Data supplied -

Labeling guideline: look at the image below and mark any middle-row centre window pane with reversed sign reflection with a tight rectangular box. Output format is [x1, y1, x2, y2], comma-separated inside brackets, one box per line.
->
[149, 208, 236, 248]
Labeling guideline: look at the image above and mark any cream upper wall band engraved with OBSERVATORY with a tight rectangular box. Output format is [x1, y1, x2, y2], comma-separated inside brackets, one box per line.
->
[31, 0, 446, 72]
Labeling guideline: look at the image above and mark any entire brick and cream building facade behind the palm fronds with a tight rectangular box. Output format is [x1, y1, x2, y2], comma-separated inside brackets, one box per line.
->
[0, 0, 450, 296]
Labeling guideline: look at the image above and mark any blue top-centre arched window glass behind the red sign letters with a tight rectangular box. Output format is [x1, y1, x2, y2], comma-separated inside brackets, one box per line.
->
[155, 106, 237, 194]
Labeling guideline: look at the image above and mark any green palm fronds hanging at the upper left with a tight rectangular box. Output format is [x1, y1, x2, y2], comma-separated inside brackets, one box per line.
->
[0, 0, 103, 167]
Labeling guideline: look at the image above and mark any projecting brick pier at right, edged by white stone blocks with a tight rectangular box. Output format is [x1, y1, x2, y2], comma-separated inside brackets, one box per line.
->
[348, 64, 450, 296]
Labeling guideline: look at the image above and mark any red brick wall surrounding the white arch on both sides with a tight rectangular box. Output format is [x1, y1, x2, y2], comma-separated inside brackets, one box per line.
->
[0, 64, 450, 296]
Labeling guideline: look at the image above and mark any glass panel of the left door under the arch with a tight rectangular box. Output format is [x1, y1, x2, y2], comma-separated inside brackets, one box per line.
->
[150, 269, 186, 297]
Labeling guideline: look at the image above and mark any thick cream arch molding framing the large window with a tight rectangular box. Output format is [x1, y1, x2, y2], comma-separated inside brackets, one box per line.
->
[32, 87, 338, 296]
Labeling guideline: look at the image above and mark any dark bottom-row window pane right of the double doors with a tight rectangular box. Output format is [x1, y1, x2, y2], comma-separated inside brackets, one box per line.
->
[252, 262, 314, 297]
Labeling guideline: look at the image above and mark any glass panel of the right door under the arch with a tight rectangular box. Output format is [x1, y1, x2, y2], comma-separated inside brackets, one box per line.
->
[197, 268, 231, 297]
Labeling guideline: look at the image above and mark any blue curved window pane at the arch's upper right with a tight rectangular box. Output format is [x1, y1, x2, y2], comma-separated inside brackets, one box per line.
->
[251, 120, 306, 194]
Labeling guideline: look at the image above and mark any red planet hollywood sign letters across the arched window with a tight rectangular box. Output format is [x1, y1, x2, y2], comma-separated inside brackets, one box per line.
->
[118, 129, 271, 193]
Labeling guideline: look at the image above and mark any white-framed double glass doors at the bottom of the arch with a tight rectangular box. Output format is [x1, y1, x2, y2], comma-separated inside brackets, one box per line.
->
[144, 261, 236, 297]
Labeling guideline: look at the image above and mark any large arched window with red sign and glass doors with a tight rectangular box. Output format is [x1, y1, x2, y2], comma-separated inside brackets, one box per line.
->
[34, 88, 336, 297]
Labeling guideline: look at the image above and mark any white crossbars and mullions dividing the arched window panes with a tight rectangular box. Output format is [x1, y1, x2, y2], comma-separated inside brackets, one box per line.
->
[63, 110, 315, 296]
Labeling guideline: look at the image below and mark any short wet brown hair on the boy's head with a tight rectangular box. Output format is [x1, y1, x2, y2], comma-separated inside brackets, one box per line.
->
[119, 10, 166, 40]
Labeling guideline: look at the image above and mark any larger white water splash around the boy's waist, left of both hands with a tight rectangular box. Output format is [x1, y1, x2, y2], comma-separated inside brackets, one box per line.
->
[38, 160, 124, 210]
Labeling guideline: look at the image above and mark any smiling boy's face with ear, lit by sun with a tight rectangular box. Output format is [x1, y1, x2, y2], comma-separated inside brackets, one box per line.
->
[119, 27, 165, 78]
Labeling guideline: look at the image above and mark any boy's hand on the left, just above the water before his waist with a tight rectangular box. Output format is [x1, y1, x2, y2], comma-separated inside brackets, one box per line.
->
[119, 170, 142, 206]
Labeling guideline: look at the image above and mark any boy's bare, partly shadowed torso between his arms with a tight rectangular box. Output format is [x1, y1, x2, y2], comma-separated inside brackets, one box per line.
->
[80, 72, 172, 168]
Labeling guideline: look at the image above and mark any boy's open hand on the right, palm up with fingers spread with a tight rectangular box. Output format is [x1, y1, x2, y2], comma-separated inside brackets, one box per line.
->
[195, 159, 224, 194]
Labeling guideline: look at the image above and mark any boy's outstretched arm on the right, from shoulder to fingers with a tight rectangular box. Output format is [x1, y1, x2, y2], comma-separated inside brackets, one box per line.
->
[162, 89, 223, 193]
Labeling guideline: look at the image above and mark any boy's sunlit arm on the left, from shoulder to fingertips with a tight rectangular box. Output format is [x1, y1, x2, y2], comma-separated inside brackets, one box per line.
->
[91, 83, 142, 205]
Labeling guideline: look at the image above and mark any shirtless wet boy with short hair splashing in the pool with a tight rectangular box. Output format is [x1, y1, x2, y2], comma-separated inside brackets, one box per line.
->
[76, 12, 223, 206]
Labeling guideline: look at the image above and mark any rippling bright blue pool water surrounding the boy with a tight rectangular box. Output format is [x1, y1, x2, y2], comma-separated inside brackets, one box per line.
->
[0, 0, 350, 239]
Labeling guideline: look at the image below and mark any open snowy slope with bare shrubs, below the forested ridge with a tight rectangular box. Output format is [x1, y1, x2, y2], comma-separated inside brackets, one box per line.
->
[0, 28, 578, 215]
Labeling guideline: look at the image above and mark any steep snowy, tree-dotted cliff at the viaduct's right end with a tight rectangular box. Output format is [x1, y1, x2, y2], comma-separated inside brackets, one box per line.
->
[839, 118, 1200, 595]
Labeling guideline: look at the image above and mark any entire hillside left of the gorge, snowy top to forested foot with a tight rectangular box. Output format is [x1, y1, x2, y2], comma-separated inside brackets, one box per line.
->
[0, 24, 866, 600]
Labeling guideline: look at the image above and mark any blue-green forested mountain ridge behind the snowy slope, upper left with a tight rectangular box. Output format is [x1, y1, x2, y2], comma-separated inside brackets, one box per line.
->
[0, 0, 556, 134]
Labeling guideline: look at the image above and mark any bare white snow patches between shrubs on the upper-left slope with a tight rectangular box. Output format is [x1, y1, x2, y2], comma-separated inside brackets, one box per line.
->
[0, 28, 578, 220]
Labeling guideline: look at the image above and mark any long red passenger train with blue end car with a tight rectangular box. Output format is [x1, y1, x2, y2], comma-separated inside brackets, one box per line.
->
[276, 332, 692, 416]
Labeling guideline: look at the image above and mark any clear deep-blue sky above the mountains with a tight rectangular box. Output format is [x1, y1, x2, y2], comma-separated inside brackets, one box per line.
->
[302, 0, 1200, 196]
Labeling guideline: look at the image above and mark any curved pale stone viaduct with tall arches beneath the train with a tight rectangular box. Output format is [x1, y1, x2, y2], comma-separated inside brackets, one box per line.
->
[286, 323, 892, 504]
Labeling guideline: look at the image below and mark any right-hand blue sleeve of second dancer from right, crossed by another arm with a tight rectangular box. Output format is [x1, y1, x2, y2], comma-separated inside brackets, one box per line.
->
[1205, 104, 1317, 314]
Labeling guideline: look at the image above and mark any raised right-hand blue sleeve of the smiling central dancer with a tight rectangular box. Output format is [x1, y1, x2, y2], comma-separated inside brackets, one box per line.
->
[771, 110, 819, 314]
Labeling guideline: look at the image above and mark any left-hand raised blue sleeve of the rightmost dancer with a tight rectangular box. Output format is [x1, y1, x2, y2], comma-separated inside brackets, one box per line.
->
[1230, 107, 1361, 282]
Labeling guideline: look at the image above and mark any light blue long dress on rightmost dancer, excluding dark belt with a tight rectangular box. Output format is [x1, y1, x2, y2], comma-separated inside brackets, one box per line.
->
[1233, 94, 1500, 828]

Work instructions - Restate word for word each line of the data from the one with "Labeling guideline: look at the image above and mark any light" to the last, keeping both ends.

Exercise answer -
Labeling guideline: look at the image above and mark any light blue long dress on rightmost dancer, excluding dark belt with a tight rectangular box. Output format is [x1, y1, x2, y2], comma-separated inside brackets, one box per line.
->
[1233, 94, 1500, 828]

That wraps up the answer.